Job = Retype, character for character, the stretch of lines from the one containing "the projected slide?" through the last line.

Listed records =
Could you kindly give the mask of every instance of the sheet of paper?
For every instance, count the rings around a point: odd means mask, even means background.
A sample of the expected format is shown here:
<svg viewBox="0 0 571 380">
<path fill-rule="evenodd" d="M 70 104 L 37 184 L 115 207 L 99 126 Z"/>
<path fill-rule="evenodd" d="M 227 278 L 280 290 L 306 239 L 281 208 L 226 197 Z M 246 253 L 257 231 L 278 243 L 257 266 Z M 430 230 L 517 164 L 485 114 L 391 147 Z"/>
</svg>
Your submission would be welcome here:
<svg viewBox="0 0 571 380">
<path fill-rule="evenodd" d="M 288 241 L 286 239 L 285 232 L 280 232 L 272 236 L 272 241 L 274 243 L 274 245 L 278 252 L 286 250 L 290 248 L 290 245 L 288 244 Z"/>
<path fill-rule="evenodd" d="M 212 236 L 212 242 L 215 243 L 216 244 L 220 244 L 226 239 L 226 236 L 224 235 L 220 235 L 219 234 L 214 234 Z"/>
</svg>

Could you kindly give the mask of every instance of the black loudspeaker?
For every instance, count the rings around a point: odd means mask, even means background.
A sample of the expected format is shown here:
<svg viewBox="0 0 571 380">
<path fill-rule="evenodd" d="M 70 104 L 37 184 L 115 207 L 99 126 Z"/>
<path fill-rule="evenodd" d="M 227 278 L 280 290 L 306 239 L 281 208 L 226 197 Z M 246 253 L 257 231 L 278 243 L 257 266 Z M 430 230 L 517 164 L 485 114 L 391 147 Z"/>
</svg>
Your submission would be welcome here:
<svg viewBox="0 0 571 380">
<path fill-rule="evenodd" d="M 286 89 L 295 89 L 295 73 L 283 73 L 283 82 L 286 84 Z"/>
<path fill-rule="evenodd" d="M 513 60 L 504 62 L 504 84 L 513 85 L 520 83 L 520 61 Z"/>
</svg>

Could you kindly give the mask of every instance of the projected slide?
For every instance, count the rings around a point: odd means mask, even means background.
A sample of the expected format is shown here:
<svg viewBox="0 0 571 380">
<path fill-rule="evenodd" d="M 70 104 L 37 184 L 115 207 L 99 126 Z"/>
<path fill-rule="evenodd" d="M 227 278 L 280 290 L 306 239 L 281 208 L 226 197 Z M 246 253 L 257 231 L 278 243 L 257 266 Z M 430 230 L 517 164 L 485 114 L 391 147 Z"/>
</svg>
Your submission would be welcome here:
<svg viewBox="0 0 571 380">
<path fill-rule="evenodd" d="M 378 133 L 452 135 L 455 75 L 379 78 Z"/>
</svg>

Result below =
Could you kindly give the mask of every instance of the projected slide?
For every instance, count the rings around a point: odd means mask, even means background.
A sample of the expected format is shown here:
<svg viewBox="0 0 571 380">
<path fill-rule="evenodd" d="M 70 104 L 37 184 L 115 207 L 99 126 Z"/>
<path fill-rule="evenodd" d="M 227 278 L 280 290 L 306 239 L 281 208 L 226 197 Z M 246 253 L 257 231 L 278 243 L 257 266 Z M 430 230 L 517 164 L 485 114 L 391 147 Z"/>
</svg>
Your submission would be welcome here:
<svg viewBox="0 0 571 380">
<path fill-rule="evenodd" d="M 378 133 L 452 135 L 455 75 L 379 78 Z"/>
</svg>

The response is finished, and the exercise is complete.